After a year online the free speech-focused instance ‘Burggit’ is shutting down. Among other motivations, the admins point to grievances with the Lemmy software as one of the main reasons for shutting down the instance. In a first post asking about migrating to Sharkey, one of the admins states:

This Lemmy instance is much harder to maintain due to the fact that I can’t tell what images get uploaded here, which means anyone can use this as a free image host for illegal shit, and the fact that there’s no user list that I can easily see. Moderation tools are nonexistent on here. It also eats up storage like crazy due to the fact that it rapidly caches images from scraped URLs and the few remaining instances that we still federate with. The software is downright frustrating to work with, and It feels less rewarding overall putting effort into this instance because it feels like we’re so isolated.

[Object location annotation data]
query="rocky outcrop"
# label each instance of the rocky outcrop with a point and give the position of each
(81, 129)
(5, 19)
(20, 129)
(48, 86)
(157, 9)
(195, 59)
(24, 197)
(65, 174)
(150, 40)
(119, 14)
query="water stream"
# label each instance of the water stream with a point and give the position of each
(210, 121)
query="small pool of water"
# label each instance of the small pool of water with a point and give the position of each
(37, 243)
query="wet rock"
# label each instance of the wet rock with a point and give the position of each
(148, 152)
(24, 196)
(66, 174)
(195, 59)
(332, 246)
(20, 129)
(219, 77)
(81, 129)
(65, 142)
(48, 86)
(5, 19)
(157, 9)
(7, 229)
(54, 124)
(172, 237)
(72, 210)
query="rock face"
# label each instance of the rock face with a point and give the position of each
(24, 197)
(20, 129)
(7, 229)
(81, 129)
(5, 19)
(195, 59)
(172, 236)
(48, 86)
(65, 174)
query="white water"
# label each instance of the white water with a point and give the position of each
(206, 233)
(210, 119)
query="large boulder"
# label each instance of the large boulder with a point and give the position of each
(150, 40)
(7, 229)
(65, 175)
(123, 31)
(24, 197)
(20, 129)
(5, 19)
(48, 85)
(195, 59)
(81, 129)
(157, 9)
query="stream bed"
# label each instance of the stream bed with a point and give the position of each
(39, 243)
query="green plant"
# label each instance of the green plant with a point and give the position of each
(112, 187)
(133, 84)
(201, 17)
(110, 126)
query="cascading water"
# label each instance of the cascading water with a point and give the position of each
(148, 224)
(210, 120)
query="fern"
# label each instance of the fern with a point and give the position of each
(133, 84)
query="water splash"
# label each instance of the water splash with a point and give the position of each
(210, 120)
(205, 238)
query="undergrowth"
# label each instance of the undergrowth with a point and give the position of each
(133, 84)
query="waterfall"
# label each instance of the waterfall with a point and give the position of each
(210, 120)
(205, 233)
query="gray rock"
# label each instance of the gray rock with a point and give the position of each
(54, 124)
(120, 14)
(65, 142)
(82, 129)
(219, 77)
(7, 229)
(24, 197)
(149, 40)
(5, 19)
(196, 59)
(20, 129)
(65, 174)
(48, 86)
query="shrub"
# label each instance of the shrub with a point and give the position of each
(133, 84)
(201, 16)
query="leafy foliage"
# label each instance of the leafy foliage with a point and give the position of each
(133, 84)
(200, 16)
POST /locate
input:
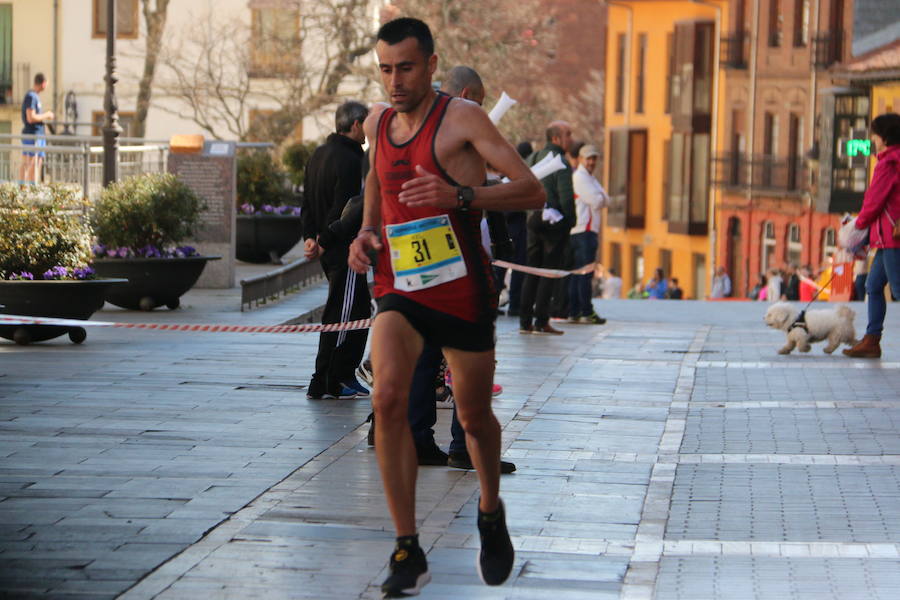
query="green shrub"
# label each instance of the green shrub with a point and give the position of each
(295, 158)
(155, 210)
(42, 227)
(260, 182)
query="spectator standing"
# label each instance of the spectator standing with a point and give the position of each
(880, 213)
(674, 292)
(656, 287)
(721, 287)
(547, 240)
(333, 176)
(612, 286)
(860, 273)
(515, 224)
(590, 197)
(33, 120)
(774, 285)
(791, 286)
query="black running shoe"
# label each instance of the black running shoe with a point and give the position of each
(497, 556)
(462, 460)
(409, 573)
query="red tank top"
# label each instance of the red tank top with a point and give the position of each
(419, 241)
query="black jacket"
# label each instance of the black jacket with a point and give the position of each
(333, 176)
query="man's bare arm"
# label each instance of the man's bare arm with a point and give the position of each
(367, 240)
(522, 192)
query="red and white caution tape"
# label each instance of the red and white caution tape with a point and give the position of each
(347, 326)
(551, 273)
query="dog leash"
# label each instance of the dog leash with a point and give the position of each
(800, 321)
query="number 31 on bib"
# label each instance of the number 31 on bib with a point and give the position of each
(424, 253)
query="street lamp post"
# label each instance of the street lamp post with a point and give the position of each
(111, 128)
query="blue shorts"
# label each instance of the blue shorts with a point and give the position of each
(39, 142)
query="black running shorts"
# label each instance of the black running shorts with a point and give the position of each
(440, 329)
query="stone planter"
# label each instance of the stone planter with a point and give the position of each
(59, 299)
(152, 282)
(263, 238)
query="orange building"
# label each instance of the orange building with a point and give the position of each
(775, 208)
(664, 88)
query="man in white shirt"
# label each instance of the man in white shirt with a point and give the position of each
(721, 287)
(590, 197)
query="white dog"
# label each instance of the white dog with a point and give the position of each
(834, 325)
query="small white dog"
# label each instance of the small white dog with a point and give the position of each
(833, 324)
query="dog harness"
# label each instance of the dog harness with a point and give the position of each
(800, 322)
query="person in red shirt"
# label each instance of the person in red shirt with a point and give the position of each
(433, 282)
(879, 214)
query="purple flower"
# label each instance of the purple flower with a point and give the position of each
(57, 272)
(85, 273)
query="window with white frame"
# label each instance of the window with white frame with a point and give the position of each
(794, 247)
(829, 243)
(768, 246)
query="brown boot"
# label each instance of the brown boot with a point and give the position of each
(868, 347)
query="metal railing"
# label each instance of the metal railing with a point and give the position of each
(77, 160)
(289, 278)
(770, 173)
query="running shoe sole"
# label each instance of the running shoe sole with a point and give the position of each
(421, 581)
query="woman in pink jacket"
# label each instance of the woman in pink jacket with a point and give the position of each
(880, 210)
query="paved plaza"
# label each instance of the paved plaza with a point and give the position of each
(670, 454)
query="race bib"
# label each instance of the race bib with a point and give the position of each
(424, 253)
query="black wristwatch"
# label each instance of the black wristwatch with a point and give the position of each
(464, 197)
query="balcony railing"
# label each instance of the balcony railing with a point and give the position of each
(734, 52)
(827, 49)
(770, 173)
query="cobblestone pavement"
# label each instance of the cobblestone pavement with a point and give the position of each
(668, 454)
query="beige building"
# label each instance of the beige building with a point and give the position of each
(27, 46)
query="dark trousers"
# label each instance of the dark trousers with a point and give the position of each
(515, 224)
(584, 248)
(859, 287)
(341, 352)
(422, 408)
(546, 249)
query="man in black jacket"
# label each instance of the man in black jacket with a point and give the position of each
(333, 176)
(548, 234)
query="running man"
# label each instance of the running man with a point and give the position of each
(433, 281)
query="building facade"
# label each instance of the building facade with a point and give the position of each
(663, 93)
(777, 55)
(65, 39)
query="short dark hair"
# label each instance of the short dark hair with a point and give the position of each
(887, 126)
(575, 148)
(394, 32)
(461, 77)
(553, 131)
(349, 113)
(524, 149)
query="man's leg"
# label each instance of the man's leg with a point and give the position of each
(423, 407)
(321, 385)
(351, 345)
(396, 346)
(473, 374)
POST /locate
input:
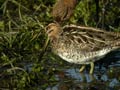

● **GIVEN INSTRUCTION 1**
In the article on Burggit's shutdown, which software did one of the admins ask about migrating to?
● **GIVEN INSTRUCTION 2**
Carry on the article on Burggit's shutdown from its final sentence.
The material has nothing to do with the article on Burggit's shutdown.

● **RIGHT ANSWER 1**
Sharkey.

● **RIGHT ANSWER 2**
A few weeks later, in the post announcing that Burggit was shutting down, another admin says the same:

The amount of hoops that burger has to go to in order to bring you this site is ridiculous. To give you an idea of how bad this software is, there’s no easy way to check all the images uploaded to the site (such as through private messages). When the obvious concern of potential illegal imagery is brought up to lemmy devs, they shrug and say to plug in an expensive AI image checker to scan for illegal imagery. That response genuinely has me thinking that this is by design, and they want it to be like this. We can’t even easily look at the list of registered users without looking through the DB, absolute insanity.

The other thing is there’s no real way to manage storage properly in Lemmy, the storage caches every image ever uploaded to any instance forever.

Also the software is constantly breaking.

They also say that Kbin has many of the same problems, so I’m just curious to know if the admins of bigger Lemmy & Kbin instances feel the same way about these software.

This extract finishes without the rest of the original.